▶ **EXERCISE REQUIREMENTS**
Answer these from the Empire Genomics text:
(a) Who founded the company, and from which institution's project did it originate?
(b) Which company acquired Empire Genomics, and in what year?
(c) How large was the 2012 grant, and which organization awarded it?

Empire Genomics
- Company type: Subsidiary
- Industry: Cancer diagnostics
- Founded: 2006
- Headquarters: Buffalo , United States
- Parent: Biocare Medical
- Website: https://empiregenomics.com/

= Empire Genomics =

American genetic diagnostics company

Empire Genomics, a cancer molecular diagnostics company, offers genetic tests for over 200 health conditions. It is headquartered in Buffalo, New York. The company was acquired in 2022 by Biocare Medical.

== History ==
Dr. Norma J. Nowak founded the company in 2006, originating from a project at Roswell Park Comprehensive Cancer Center in Buffalo, New York. The firm's headquarters is located in Buffalo at the Buffalo Niagara Medical Campus.

In 2012, the company received a $400,000 grant from the Empire State Development Corporation.

▶ **DATA FOR ANALYSIS**
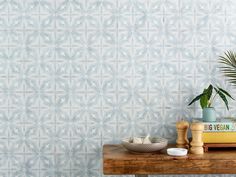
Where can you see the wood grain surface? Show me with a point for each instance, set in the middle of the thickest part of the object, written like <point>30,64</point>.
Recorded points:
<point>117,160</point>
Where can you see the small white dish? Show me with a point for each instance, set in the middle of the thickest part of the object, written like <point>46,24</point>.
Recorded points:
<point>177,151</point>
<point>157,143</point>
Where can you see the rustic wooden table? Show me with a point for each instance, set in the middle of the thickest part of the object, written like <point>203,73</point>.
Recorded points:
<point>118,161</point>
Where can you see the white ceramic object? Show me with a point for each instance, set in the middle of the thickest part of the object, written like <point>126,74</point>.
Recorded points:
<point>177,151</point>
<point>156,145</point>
...
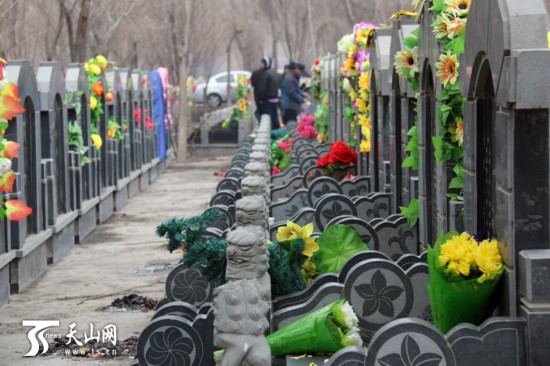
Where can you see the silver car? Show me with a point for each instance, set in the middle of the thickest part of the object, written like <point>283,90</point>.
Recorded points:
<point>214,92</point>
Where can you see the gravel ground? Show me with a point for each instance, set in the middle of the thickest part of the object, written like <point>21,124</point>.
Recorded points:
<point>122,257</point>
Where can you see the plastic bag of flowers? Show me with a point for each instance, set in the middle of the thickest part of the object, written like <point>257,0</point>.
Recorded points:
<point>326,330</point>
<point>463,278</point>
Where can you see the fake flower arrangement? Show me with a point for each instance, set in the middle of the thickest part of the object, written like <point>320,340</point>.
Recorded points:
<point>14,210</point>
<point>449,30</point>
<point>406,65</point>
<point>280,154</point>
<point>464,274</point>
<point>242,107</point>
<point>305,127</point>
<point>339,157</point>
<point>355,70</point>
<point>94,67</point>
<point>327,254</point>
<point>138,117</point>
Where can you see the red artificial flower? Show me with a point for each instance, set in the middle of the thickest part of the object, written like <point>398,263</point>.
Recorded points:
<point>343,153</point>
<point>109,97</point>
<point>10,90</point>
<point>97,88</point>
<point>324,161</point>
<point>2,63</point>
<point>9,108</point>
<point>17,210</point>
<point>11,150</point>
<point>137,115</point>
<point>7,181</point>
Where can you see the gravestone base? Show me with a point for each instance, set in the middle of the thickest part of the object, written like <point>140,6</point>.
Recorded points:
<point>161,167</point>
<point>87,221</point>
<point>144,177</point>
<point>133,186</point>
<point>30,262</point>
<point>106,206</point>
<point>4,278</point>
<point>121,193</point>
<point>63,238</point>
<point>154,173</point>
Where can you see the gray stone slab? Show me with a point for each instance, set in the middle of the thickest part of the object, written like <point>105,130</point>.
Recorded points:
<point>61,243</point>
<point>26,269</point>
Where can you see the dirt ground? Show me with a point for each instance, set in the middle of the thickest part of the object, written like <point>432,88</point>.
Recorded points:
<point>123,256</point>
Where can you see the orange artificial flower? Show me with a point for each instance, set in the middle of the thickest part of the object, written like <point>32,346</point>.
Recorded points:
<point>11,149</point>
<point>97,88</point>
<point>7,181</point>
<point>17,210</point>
---
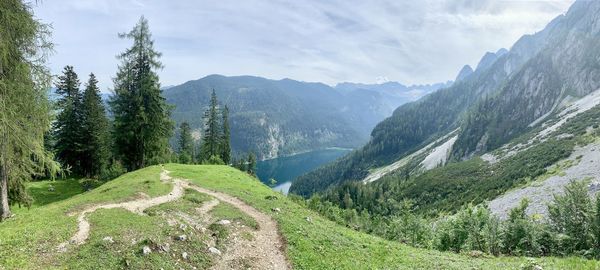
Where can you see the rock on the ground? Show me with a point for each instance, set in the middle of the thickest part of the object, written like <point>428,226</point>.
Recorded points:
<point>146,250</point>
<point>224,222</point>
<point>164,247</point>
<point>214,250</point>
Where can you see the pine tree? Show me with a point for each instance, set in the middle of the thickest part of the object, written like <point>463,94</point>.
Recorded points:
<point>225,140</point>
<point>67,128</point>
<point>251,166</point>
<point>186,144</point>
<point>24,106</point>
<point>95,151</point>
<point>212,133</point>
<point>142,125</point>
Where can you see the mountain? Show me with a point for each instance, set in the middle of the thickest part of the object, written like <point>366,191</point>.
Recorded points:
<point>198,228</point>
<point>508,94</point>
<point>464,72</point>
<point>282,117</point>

▶ **RESULT**
(a) Dr. Norma J. Nowak founded it, and it originated from a project at Roswell Park Comprehensive Cancer Center in Buffalo, New York.
(b) Biocare Medical acquired it in 2022.
(c) It was a $400,000 grant from the Empire State Development Corporation.